Count the lines in the rows below that contain the string "provided". Reply with that number alone.

• Task inputs

------------------------------------------------------------------------

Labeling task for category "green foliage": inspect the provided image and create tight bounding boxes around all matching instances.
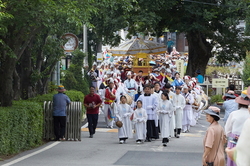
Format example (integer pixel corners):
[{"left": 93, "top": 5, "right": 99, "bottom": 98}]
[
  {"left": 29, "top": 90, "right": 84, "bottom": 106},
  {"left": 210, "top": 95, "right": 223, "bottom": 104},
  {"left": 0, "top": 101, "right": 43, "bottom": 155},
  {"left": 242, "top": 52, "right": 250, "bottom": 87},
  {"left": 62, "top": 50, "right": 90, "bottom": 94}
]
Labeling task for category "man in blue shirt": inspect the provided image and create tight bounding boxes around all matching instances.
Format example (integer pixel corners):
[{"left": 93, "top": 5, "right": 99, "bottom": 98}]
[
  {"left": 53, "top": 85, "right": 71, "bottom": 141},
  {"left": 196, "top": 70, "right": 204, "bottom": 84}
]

------------------------------------------------------------------------

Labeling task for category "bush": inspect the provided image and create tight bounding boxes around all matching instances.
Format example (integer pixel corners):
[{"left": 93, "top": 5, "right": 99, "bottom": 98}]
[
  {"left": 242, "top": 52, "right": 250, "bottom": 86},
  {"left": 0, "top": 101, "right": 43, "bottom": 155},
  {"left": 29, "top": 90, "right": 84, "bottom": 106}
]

------------------------------------------------------------------------

• Response
3